What to work on - Would you please copy all of the data exactly, skipping the images?

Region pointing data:
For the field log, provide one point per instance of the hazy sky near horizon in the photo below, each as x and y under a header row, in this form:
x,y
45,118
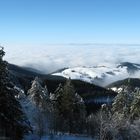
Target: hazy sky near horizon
x,y
51,34
69,21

Finished task -
For the field log, provide one point per instance of the hazy sky near horizon in the photo below, each as x and y under a header row, in this form:
x,y
45,118
Target: hazy sky near horizon
x,y
51,34
69,21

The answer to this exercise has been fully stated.